Tarefas do exercício -
A) Diga se cada afirmação abaixo concorda com o texto sobre a Comissão de Verdade, respondendo sim ou não e citando literalmente as palavras do texto que decidem a questão. (i) A Comissão deverá ter competência temporal para crimes cometidos entre 1961 e 1985. (ii) Os trabalhos da Comissão serão afetados pela Lei de Anistia. (iii) A Comissão de Verdade deve substituir os atos de justiça.
B) Escreva a continuação do texto sobre a Comissão de Verdade, começando logo após a última frase apresentada.

Texto fornecido -
* * * * * * * * *

2.1. A Comissão de Verdade deve ter competência material para analisar as mais graves violações aos direitos humanos, de acordo com o Direito Internacional, assim como os crimes de ocultação e omissão dos fatos violatórios, como ocultação e destruição de arquivos, ocultação de cadáver e outros.
2.2. A Comissão de Verdade deve ter competência territorial para analisar todos os crimes cometidos no território brasileiro, bem como aqueles crimes cometidos em outros países, cuja ação contou com a colaboração e contribuição de agentes públicos ou privados a mando do Estado brasileiro.
2.3. A Comissão de Verdade deverá ter competência temporal para aqueles crimes cometidos durante o período de 1961 a 1985.
3. Prerrogativas
A Comissão de Verdade deve apurar toda a verdade, o que abarca os fatos, as circunstâncias, o contexto e as responsabilidades.
É necessário que a Comissão tenha o poder de apurar toda a verdade sobre o período da ditadura, sem restrições, incluindo a possibilidade de recomendar às autoridades competentes a investigação criminal contra supostos perpetradores.
A Comissão deve ter a possibilidade de nominar responsabilidades institucionais e individuais presumidas, inclusive o nome de perpetradores. Assim mesmo, deve garantir aos mesmos o direito de resposta e defesa, bem como a possibilidade de entrega de informações adicionais.
3.1. A Comissão de Verdade não deve substituir os atos de justiça.
Os direitos internacionais das vítimas incluem o direito à verdade, á justiça e à reparação. Assim, a Comissão deve auxiliar no cumprimento do direito à verdade, não podendo substituir ou debilitar nenhum outro mecanismo ou ação de recurso aos direitos das vítimas.
Em particular, a criação de uma Comissão de Verdade não deve reduzir a obrigação da União de cumprir efetivamente com seus deveres resultantes de obrigações internacionais, como por exemplo, sentenças da Corte Interamericana de Direitos Humanos da Organização dos Estados Americanos (OEA).
3.2. Respeito às autoridades judiciais.
O trabalho da Comissão de Verdade não deve contrapor-se à justiça e, ao contrário, deve contribuir e encaminhar às autoridades judiciais, auxiliando na instrução de eventuais inquéritos e sua efetivação.
3.3. Inaplicabilidade da Lei de Anistia.
Os trabalhos da Comissão não serão afetados pela Lei de Anistia (Lei 6.683/79), uma vez que não possui característica de juízo penal.
Do mesmo modo, deverá ser assegurada à Comissão da Verdade a possibilidade de encaminhar as informações resultantes das investigações ao Ministério Público.
3.4. A Comissão de Verdade deve ter total publicidade e transparência.

* * * * * * * * *

Material -
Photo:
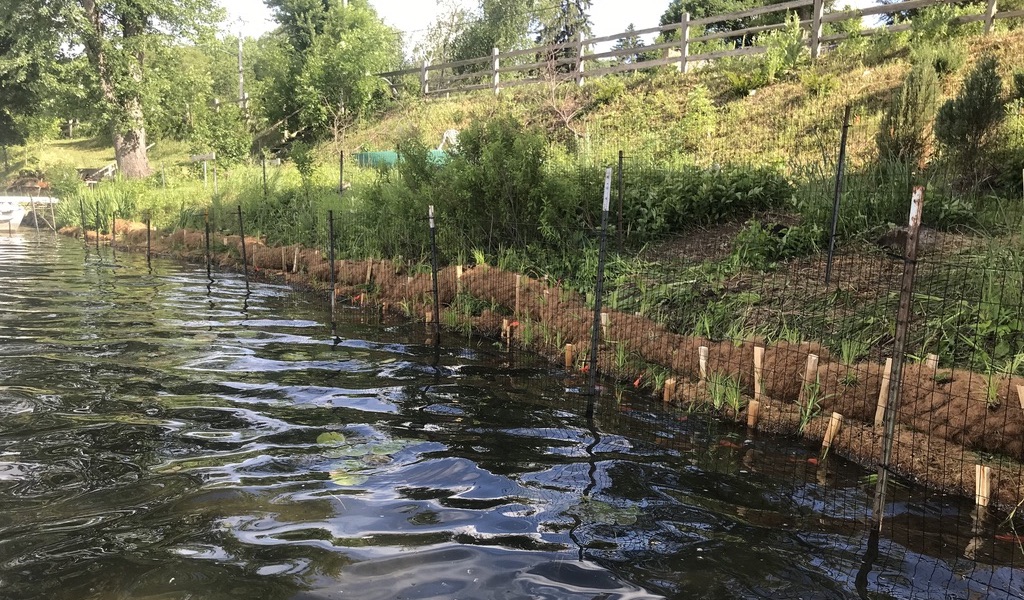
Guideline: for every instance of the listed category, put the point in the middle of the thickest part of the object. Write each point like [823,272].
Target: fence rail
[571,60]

* * * * * * * * *

Respostas -
A)
(i) Sim: "A Comissão de Verdade deverá ter competência temporal para aqueles crimes cometidos durante o período de 1961 a 1985."
(ii) Não: "Os trabalhos da Comissão não serão afetados pela Lei de Anistia (Lei 6.683/79)"
(iii) Não: "A Comissão de Verdade não deve substituir os atos de justiça."

B)
A Comissão deve ter o poder de realizar audiências públicas com ampla difusão na mídia (incluindo, necessariamente, as TVs Públicas), fornecendo publicidade e condições para o testemunho livre e voluntário das vítimas. Tais testemunhos devem ser realizados sob condições adequadas de acompanhamento psicológico e de segurança pessoal. Ao mesmo tempo a Comissão de Verdade deve levar a cabo procedimentos confidenciais se assim ficar decidido, para garantir a segurança das vítimas e testemunhas.
4. Estrutura
Constitui boa prática um processo consultivo permanente e transparente, contribuindo com a legitimidade e êxito de uma Comissão de Verdade desde o seu estabelecimento, desenho e implementação por meio de consultas amplas à sociedade civil organizada e às vítimas.
O processo de escolha dos comissionados deve ser aberto, transparente e consultivo, garantindo que eles sejam avaliados por sua trajetória, experiência, independência e qualidades éticas. O processo de escolha deve ser público, tal como em um concurso, no qual o candidato a membro da Comissão se apresente por meio de um memorial e defenda sua candidatura perante uma banca formada por pessoas de reconhecida formação e atuação na defesa dos direitos humanos.
8. A Comissão de Verdade deve ser assessorada por um Comitê da sociedade civil.
As organizações da sociedade civil e das vítimas devem compor um comitê formal e efetivo de observação, acompanhamento e assessoria da Comissão de Verdade.
Considerando que a ditadura militar brasileira produziu efeitos em todo o país, o Comitê deve refletir a diversidade nacional e sua pluralidade.
5. Recursos Adequados
A Comissão precisa ter uma estrutura própria, com recursos humanos e materiais. Isto inclui a autonomia da Comissão em contratar suas equipes de trabalho, dotando-a de orçamento independente. Deve-se solicitar também recursos suplementares de instituições e fundações internacionais independentes, aumentando ainda mais a autonomia de atuação da Comissão.
6. Poderes atribuídos à Comissão
6.1. Reais poderes de investigação
Deve ser assegurado acesso aos arquivos do Estado, incluindo os arquivos das Forças Armadas, e o poder de convocar as pessoas envolvidas com estas informações e de visitar os locais onde se encontram os arquivos.
6.2. Poderes de proteção.
Deve ser assegurada proteção para testemunhas ou para aqueles que apresentem documentos e informação.
6.3. Autoridade para publicar
Deve ser assegurada a publicação nacional e internacional das conclusões dos trabalhos e recomendações da Comissão a partir de seu relatório final, assim como versões populares divulgadas nas rádios e televisões.
6.4. Imunidades
Os comissionados devem ter imunidade funcional e garantias de segurança pessoal para cumprir o seu mandato.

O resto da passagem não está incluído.